§ **TASK INPUTS**

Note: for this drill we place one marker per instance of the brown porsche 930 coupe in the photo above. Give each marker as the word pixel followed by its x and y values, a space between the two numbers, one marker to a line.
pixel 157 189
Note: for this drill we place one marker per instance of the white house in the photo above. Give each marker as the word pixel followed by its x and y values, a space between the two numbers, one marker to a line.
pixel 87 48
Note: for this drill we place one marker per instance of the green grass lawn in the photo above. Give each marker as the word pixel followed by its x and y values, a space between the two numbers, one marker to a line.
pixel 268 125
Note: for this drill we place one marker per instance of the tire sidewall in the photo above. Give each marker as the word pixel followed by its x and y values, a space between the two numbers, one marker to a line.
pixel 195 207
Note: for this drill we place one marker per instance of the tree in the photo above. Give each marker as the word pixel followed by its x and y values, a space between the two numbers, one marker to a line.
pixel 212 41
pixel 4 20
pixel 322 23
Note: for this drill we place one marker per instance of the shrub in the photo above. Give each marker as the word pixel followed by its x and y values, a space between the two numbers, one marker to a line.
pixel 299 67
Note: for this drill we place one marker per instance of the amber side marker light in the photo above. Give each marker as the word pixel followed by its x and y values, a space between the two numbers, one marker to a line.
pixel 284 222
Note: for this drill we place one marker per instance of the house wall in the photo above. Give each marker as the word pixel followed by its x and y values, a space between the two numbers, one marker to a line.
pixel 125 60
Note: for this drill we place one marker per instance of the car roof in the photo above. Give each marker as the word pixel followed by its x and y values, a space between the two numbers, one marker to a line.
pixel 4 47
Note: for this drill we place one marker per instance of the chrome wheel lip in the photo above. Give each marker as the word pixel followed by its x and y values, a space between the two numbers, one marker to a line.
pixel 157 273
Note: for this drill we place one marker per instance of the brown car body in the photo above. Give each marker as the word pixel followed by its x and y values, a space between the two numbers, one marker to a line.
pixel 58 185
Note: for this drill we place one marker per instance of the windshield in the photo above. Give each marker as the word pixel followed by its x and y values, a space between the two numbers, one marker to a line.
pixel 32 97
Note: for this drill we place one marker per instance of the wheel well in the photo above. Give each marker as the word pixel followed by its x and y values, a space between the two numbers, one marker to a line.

§ **WORK REQUIRED**
Restate exactly the lines running from the line with "of the tree" to the end of the entries above, both ends included.

§ **ANSWER TO THE PROBLEM**
Note: for this drill we place one marker per instance of the tree in the photo above. Give each marker as the word pixel followed by its x and y values, a space between the two numbers, one marker to a line.
pixel 212 41
pixel 4 20
pixel 322 23
Note: for this drill we place one marker per instance of the shrub in the photo above. Give each marker as the word pixel followed by its x and y values, a space between the two numbers, one marker to a line.
pixel 299 67
Note: for this drill we place one marker per instance of the amber side marker light in the photo above. Give each marker as the word pixel followed by its x and y values, a space between the two numbers, one marker to a line.
pixel 284 222
Note: for this drill we place one marker per instance of the house wall in the photo above. Give each marker as the word pixel followed by its x and y values, a space between the two numbers, one marker to a line.
pixel 125 60
Note: for this drill we place one marker per instance of the car roof in the photo above. Give each marker as the word pixel followed by its x and y values, a space between the two numbers, one marker to a line.
pixel 4 47
Note: for this drill we place one marker per instance of the chrome wheel lip in the photo above. Give each marker as the word pixel followed by its x and y values, a space between the two numbers, one marker to a line.
pixel 157 273
Note: for this drill we place one marker per instance of the brown car body in the photo above. Give each marker as the word pixel followed by its x and y values, a space between the two numbers, one marker to a line.
pixel 58 185
Note: for this drill we place one marker per instance of the windshield in the photo above. Give each marker as the word pixel followed by its x and y values, a space between the two numbers, one marker to a line.
pixel 32 97
Note: for this drill we place one marker per instance of the wheel well in the photo above. Give each marker as the word pixel followed by its x and y values, a space between the two numbers, one marker to a line.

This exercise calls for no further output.